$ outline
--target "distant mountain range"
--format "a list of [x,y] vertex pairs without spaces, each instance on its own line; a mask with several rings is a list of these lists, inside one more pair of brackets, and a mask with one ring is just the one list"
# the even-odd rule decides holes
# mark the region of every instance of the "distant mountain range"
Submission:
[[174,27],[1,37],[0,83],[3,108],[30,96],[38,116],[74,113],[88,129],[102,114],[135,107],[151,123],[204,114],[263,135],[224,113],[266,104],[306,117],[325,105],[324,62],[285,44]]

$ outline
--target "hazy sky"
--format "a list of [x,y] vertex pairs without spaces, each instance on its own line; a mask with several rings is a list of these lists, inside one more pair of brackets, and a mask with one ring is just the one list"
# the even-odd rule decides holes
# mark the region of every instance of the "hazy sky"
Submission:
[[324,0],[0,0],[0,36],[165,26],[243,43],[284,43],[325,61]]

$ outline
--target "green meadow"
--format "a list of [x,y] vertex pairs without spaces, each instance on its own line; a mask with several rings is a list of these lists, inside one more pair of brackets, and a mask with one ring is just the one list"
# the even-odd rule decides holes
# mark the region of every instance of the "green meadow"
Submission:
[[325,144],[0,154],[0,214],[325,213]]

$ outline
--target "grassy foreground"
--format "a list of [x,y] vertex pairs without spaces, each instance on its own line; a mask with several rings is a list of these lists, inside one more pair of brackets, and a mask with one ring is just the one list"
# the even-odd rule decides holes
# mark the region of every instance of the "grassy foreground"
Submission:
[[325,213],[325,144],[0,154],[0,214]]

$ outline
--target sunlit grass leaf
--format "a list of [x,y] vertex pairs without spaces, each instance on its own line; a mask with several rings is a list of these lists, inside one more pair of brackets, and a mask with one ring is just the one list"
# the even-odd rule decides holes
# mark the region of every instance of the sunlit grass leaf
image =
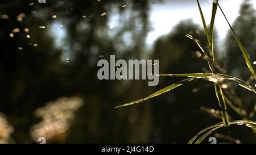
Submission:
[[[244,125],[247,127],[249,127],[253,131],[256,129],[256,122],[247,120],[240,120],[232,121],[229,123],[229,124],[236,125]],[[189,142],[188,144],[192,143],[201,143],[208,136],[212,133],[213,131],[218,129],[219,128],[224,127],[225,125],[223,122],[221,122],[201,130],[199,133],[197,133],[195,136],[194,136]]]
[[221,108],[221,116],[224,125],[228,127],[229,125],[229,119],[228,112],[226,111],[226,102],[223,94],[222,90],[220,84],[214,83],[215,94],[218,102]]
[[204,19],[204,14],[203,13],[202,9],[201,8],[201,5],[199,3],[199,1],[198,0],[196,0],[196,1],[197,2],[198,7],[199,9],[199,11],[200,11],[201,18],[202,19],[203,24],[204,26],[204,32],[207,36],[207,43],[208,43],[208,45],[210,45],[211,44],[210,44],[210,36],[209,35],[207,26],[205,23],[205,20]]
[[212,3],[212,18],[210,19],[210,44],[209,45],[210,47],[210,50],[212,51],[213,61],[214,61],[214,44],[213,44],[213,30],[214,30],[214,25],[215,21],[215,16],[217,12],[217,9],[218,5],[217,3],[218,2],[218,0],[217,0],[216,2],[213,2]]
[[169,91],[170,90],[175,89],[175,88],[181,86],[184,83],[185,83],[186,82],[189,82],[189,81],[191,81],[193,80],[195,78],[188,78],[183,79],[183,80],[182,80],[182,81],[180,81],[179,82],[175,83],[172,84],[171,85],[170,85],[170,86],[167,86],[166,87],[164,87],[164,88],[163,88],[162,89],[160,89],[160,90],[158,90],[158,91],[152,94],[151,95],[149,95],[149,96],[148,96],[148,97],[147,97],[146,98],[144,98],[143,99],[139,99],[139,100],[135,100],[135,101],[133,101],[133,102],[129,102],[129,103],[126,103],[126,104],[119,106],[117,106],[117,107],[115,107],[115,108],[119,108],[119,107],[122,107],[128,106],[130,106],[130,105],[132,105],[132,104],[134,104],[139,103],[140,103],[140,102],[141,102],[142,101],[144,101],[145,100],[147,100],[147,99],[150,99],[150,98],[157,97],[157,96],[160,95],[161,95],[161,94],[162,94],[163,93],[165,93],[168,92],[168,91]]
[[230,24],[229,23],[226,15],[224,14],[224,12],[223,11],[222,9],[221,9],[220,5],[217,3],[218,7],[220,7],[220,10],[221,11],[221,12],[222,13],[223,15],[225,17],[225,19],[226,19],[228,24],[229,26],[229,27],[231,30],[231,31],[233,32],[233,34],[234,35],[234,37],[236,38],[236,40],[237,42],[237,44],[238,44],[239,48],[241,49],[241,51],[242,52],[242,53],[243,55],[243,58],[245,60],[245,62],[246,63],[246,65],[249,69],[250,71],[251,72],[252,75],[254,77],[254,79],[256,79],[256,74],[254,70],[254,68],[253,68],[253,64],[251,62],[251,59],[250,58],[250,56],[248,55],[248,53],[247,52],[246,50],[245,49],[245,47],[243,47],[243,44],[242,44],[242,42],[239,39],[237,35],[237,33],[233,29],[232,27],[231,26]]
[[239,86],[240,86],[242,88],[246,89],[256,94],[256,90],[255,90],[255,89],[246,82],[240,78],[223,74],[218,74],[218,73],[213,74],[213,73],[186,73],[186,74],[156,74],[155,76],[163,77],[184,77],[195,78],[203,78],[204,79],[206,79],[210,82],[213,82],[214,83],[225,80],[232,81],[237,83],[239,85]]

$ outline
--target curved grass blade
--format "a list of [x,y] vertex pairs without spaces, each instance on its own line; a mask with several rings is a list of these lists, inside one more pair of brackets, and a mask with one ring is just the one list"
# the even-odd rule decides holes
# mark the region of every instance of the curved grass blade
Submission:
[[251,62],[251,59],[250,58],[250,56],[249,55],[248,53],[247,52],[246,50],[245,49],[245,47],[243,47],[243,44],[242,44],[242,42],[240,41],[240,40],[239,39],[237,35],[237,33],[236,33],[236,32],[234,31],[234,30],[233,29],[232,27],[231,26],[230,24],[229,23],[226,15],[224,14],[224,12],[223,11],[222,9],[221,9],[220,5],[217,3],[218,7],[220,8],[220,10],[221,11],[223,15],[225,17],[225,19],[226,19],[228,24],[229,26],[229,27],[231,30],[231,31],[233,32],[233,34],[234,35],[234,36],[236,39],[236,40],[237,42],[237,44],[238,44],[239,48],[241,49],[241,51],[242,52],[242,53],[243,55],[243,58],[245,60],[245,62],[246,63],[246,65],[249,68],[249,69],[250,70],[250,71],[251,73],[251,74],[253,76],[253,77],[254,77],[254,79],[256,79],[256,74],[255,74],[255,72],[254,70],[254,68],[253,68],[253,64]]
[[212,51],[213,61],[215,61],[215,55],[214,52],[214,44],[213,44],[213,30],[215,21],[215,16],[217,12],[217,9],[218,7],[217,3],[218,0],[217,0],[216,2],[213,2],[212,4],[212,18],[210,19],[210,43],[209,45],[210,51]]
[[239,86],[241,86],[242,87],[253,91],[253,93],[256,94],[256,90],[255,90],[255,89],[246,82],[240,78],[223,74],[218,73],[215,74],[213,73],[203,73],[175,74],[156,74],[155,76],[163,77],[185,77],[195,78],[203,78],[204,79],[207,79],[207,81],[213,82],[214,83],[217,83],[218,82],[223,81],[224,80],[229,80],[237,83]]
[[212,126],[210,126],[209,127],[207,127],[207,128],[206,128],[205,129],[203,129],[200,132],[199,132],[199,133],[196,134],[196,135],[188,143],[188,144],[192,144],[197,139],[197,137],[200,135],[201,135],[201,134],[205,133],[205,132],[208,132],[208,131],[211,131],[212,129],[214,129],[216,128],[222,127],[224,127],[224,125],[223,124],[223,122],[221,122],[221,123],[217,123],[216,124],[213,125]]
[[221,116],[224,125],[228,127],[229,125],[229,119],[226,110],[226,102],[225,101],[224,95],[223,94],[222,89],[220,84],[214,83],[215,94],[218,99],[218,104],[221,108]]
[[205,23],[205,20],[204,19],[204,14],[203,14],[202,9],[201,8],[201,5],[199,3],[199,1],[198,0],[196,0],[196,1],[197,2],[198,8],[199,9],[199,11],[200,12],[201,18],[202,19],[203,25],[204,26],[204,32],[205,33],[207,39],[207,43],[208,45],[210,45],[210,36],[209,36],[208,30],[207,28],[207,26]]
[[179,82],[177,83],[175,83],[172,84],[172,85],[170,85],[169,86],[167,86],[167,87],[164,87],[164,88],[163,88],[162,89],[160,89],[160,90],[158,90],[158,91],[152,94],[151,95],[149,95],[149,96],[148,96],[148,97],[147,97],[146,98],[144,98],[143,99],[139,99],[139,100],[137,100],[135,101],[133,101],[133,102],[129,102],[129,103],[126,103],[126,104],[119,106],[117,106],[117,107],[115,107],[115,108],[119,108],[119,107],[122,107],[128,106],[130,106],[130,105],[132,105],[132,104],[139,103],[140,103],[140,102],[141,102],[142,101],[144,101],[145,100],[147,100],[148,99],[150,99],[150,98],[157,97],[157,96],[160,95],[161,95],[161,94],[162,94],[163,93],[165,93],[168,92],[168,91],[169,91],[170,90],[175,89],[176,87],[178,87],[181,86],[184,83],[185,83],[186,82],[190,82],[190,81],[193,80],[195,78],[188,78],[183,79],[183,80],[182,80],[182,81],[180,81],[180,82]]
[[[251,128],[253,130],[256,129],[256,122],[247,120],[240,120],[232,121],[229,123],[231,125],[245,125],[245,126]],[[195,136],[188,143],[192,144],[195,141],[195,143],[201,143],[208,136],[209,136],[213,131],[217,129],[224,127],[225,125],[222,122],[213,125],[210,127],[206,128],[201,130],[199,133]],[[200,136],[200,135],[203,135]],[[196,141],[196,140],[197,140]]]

....................

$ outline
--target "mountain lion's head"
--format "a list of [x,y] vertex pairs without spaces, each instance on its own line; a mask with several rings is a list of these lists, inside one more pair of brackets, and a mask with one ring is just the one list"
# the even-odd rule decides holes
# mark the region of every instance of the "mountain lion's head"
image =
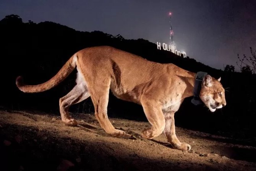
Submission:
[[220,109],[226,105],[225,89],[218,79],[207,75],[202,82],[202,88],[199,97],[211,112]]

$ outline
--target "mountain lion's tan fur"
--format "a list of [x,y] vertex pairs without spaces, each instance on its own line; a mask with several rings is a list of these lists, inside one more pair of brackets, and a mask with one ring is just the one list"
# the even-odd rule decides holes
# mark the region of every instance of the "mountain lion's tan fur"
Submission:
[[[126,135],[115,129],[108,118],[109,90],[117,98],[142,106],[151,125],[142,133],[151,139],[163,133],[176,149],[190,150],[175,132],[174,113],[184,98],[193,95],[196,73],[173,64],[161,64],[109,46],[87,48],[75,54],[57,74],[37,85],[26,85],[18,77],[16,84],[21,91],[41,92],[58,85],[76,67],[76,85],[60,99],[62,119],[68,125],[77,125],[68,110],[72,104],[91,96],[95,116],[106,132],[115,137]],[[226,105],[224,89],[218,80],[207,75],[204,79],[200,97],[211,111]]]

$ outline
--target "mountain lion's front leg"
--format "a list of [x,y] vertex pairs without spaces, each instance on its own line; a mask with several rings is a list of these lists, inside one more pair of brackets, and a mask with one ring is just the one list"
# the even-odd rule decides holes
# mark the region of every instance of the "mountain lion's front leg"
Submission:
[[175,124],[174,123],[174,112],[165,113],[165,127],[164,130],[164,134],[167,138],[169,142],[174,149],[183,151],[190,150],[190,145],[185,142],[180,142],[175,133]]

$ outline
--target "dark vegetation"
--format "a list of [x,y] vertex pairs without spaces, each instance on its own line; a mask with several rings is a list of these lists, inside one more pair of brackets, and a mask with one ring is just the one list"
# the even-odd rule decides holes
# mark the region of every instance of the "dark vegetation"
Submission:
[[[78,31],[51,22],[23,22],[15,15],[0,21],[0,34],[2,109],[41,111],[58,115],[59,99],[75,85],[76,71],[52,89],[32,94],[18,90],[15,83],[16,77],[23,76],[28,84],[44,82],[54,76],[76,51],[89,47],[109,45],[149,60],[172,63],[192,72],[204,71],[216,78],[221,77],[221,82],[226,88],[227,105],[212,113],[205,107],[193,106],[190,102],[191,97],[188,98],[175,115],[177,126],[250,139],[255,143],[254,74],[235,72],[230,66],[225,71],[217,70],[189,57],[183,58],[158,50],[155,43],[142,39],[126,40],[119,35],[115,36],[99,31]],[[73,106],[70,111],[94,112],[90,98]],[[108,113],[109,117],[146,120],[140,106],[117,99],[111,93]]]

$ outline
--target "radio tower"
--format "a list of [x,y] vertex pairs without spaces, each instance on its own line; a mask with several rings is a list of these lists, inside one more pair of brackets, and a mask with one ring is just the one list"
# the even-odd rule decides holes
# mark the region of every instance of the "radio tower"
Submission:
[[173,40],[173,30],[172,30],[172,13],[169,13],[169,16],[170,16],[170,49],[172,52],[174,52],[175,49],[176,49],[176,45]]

....................

Written instruction:
Return each line of the records above that contains the word "every". Match case exactly, so uppercase and lowercase letters count as different.

Response:
# mark the region of every instance of the "distant mountain range"
# mark the region of every instance of the "hazy sky"
# mark the region of every instance of the "green meadow"
# mark the region of every instance of the "grassy foreground"
# mark the region of every instance of the sunlit grass leaf
# mark the region of every instance of the curved grass blade
# mark the region of every instance of the "mountain lion's head"
# mark the region of every instance of the "mountain lion's tan fur"
# mark the region of every instance of the "mountain lion's front leg"
# mark the region of every instance of the "dark vegetation"
# mark the region of every instance of the "radio tower"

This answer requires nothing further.